WHAT IS REQUIRED
The answer must consist solely of the lines below starting at the one containing "Target: butterfly body" and ending at the one containing "each like (334,295).", repeated exactly, with both ends included and all pictures omitted.

Referring expression data
....

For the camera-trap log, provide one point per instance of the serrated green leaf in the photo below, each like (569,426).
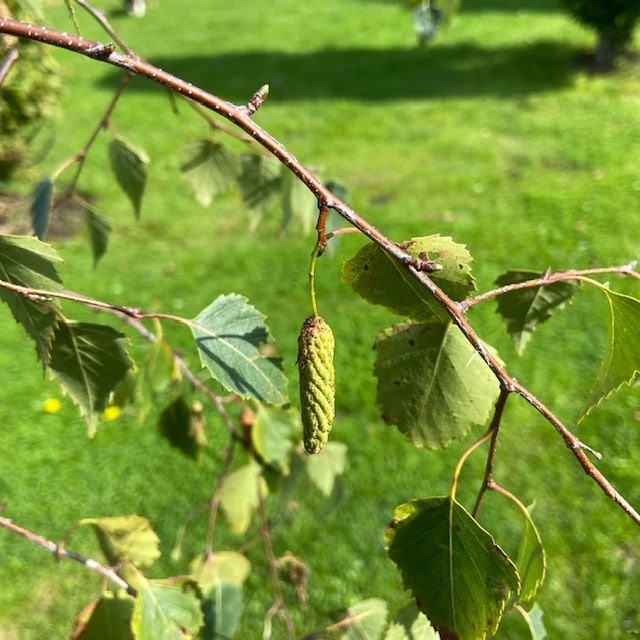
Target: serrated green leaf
(41,203)
(531,562)
(460,578)
(368,620)
(411,624)
(524,310)
(164,612)
(298,203)
(239,496)
(260,183)
(326,466)
(228,334)
(210,168)
(621,363)
(109,619)
(380,279)
(229,567)
(27,262)
(222,610)
(128,537)
(431,383)
(180,427)
(129,165)
(98,228)
(535,625)
(274,435)
(88,360)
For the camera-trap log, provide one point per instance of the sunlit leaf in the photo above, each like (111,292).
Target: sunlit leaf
(381,279)
(229,333)
(165,612)
(130,537)
(531,562)
(239,496)
(260,183)
(460,578)
(274,435)
(129,165)
(27,262)
(41,203)
(326,466)
(523,310)
(108,619)
(210,168)
(431,383)
(411,624)
(621,363)
(88,360)
(222,610)
(367,620)
(98,228)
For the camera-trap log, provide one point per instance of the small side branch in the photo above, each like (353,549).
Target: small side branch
(55,550)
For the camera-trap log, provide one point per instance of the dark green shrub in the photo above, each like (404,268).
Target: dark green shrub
(613,20)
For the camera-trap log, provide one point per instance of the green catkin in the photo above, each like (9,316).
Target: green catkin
(317,382)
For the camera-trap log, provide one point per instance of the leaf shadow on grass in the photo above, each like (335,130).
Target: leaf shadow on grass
(467,70)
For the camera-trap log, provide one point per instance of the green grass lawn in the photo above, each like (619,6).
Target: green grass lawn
(490,135)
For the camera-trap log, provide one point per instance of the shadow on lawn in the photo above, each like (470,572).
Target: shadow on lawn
(463,70)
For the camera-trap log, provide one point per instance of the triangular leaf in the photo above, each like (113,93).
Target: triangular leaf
(108,619)
(260,182)
(228,334)
(130,537)
(88,360)
(180,427)
(239,496)
(41,204)
(164,612)
(222,610)
(381,279)
(98,229)
(531,562)
(129,165)
(27,262)
(368,620)
(211,569)
(326,466)
(523,310)
(298,203)
(431,383)
(274,435)
(411,624)
(210,168)
(460,578)
(621,363)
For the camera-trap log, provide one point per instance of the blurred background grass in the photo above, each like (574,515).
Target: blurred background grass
(491,135)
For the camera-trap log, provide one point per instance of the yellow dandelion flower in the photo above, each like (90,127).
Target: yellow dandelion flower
(111,413)
(51,405)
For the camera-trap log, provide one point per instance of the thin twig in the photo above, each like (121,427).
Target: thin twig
(278,601)
(494,428)
(550,278)
(10,57)
(58,552)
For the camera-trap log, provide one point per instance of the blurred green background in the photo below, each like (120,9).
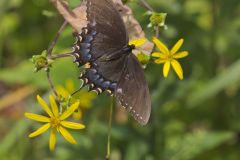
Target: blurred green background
(194,119)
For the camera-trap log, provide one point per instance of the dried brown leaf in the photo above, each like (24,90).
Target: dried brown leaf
(77,18)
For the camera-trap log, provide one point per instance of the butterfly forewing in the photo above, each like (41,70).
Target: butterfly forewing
(113,68)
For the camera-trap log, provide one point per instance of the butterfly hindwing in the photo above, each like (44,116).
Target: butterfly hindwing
(132,91)
(103,44)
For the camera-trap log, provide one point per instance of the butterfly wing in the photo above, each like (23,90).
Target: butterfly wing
(132,91)
(101,44)
(105,20)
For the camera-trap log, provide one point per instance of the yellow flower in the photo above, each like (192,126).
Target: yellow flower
(55,121)
(169,57)
(84,97)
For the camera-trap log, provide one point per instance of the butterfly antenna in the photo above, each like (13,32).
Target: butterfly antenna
(76,91)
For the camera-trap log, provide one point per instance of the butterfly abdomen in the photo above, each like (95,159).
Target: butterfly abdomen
(96,82)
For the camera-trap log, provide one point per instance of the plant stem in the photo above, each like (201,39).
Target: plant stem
(145,4)
(109,130)
(51,84)
(49,51)
(58,56)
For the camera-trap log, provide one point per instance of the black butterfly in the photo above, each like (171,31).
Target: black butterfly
(103,44)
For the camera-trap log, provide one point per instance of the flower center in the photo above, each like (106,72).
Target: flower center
(55,122)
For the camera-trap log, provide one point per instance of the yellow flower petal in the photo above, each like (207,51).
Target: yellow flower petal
(177,68)
(52,139)
(54,106)
(180,55)
(69,111)
(44,106)
(138,42)
(176,46)
(160,46)
(40,130)
(37,117)
(67,135)
(159,61)
(159,55)
(166,69)
(77,114)
(72,125)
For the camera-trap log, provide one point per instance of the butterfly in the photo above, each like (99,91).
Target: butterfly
(104,45)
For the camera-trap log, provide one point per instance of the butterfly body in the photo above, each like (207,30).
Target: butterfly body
(114,69)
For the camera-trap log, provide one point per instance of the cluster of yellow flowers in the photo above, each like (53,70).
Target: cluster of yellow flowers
(56,121)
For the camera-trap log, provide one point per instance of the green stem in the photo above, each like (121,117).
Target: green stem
(109,130)
(49,51)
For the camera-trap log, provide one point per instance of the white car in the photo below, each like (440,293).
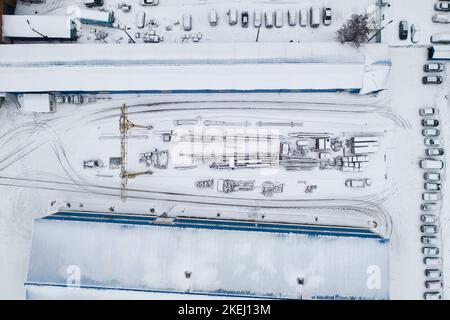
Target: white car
(257,18)
(292,17)
(432,176)
(415,33)
(429,206)
(428,132)
(278,18)
(430,240)
(431,196)
(432,186)
(232,16)
(428,218)
(434,152)
(303,17)
(149,2)
(427,111)
(432,295)
(430,251)
(429,229)
(432,261)
(269,18)
(326,16)
(433,273)
(433,67)
(441,18)
(432,142)
(213,17)
(433,284)
(442,6)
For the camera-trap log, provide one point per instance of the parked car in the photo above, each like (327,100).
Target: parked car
(213,17)
(292,17)
(441,18)
(244,19)
(432,261)
(430,122)
(429,206)
(427,111)
(428,218)
(432,142)
(97,163)
(303,17)
(403,30)
(415,33)
(314,17)
(432,186)
(431,164)
(433,67)
(269,18)
(442,6)
(430,132)
(93,3)
(433,152)
(278,18)
(326,16)
(187,22)
(432,79)
(429,228)
(435,295)
(232,16)
(430,240)
(433,284)
(257,18)
(433,273)
(443,38)
(432,176)
(431,196)
(430,251)
(149,2)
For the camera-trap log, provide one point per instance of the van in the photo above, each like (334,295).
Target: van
(140,19)
(257,18)
(440,38)
(433,273)
(187,22)
(431,164)
(213,17)
(432,261)
(292,17)
(436,295)
(303,17)
(269,18)
(278,18)
(232,16)
(314,16)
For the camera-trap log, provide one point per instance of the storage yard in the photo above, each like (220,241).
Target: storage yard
(251,151)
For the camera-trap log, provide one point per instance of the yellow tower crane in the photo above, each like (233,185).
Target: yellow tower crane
(124,125)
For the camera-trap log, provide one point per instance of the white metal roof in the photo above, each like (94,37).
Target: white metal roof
(16,26)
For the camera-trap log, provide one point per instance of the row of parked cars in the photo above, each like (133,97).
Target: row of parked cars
(430,207)
(270,18)
(434,78)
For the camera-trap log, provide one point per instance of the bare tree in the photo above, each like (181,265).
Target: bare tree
(356,30)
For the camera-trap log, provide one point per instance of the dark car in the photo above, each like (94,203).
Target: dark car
(244,19)
(403,30)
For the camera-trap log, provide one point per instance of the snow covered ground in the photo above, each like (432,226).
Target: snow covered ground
(43,148)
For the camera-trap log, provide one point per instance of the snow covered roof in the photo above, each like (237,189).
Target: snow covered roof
(188,67)
(154,259)
(21,26)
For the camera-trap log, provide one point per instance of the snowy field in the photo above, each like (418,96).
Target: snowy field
(165,20)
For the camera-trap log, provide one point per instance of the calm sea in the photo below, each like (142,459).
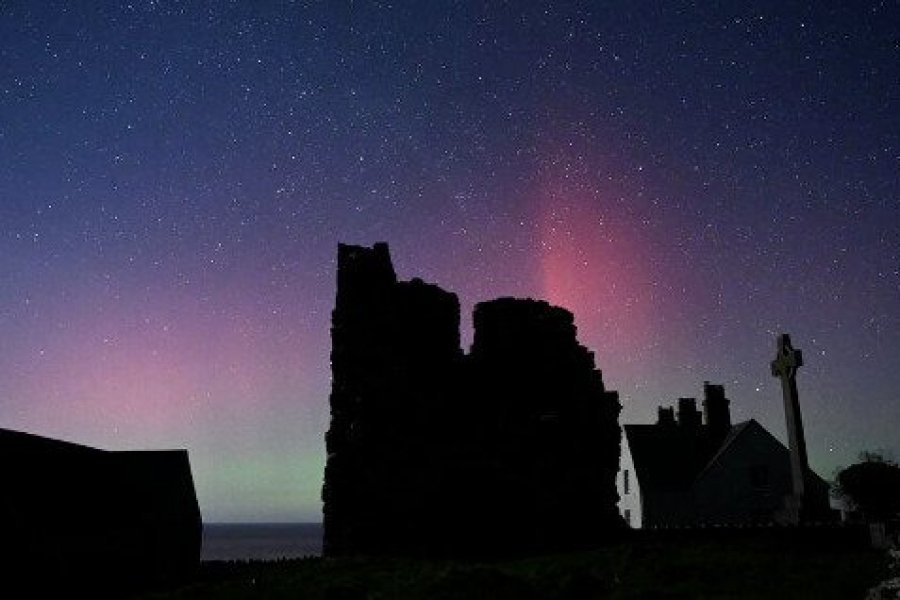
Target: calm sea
(261,541)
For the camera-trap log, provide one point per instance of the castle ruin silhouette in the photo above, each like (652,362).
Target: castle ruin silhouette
(513,447)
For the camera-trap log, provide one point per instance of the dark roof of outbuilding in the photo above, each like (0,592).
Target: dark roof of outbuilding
(669,458)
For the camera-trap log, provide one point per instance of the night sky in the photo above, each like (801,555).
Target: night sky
(690,179)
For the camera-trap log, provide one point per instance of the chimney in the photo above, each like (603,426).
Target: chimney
(666,416)
(688,415)
(716,413)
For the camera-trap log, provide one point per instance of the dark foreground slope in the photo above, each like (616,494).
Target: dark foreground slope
(751,567)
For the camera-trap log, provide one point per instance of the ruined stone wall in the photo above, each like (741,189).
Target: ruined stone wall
(514,447)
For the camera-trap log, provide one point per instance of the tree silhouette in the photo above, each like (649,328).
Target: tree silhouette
(871,487)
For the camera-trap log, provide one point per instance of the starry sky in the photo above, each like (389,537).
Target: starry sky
(689,178)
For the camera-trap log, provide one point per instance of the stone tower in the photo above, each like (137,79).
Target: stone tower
(431,451)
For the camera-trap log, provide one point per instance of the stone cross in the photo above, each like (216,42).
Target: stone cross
(784,367)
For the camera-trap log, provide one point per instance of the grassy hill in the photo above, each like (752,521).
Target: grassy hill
(710,568)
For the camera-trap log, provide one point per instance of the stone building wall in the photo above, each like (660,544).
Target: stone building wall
(514,446)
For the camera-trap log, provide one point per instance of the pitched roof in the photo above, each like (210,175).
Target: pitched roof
(668,458)
(671,458)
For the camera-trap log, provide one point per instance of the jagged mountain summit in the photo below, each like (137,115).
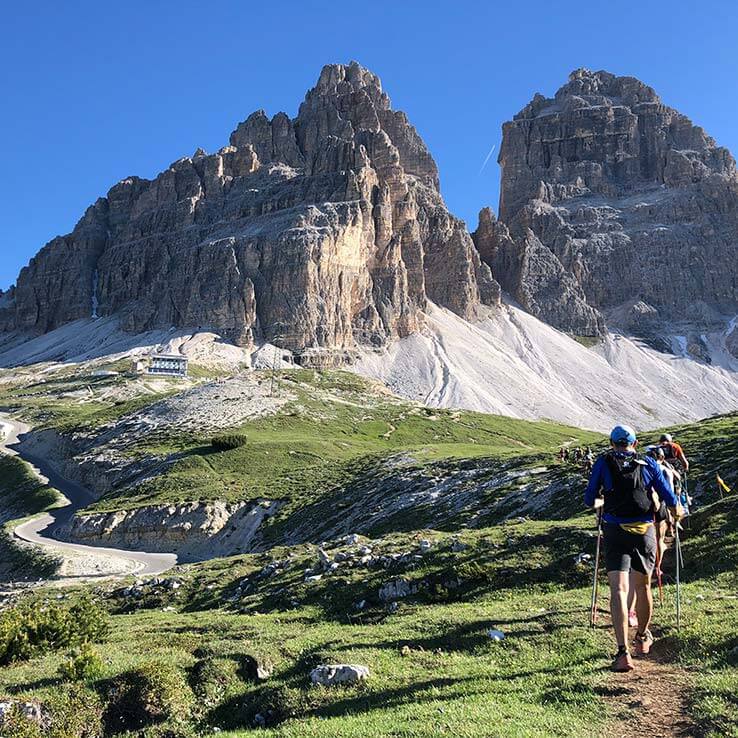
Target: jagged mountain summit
(614,210)
(327,235)
(325,230)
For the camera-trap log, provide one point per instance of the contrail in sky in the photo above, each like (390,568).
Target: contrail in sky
(487,159)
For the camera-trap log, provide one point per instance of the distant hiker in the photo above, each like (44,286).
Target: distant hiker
(625,481)
(673,452)
(588,460)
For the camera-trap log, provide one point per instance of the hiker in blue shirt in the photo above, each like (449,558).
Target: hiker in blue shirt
(622,484)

....

RESULT
Target: butterfly body
(114,69)
For the camera-trap log, provide one point per instance of the cluster of yellow flowers in the photo above, each like (53,70).
Target: cluster of yellow flowers
(56,121)
For the camera-trap log, provide one point per instance of the green stem in the photo above, each like (121,117).
Target: green stem
(109,130)
(49,51)
For the camera-trap log, provide one point per instance of the white car in the photo below, each like (440,293).
Target: white car
(257,18)
(292,17)
(432,176)
(415,33)
(429,206)
(428,132)
(278,18)
(430,240)
(431,196)
(432,186)
(232,16)
(428,218)
(434,152)
(303,17)
(149,2)
(427,111)
(432,295)
(430,251)
(429,229)
(432,261)
(269,18)
(326,16)
(433,273)
(433,67)
(441,18)
(432,142)
(213,17)
(433,284)
(442,6)
For the camera-trap log, provide one point per instance of the parked car in the photo above, each like (327,100).
Target: parked car
(213,17)
(292,17)
(441,18)
(244,19)
(432,261)
(430,122)
(429,206)
(427,111)
(428,218)
(432,142)
(97,163)
(303,17)
(403,30)
(415,33)
(314,17)
(432,186)
(431,164)
(433,67)
(269,18)
(442,6)
(430,132)
(93,3)
(433,152)
(278,18)
(326,16)
(187,22)
(432,79)
(429,228)
(435,295)
(232,16)
(430,240)
(433,284)
(257,18)
(433,273)
(443,38)
(432,176)
(431,196)
(430,251)
(149,2)
For the camera-trap log, provide one point per instance of the van in the photo above, each like (334,295).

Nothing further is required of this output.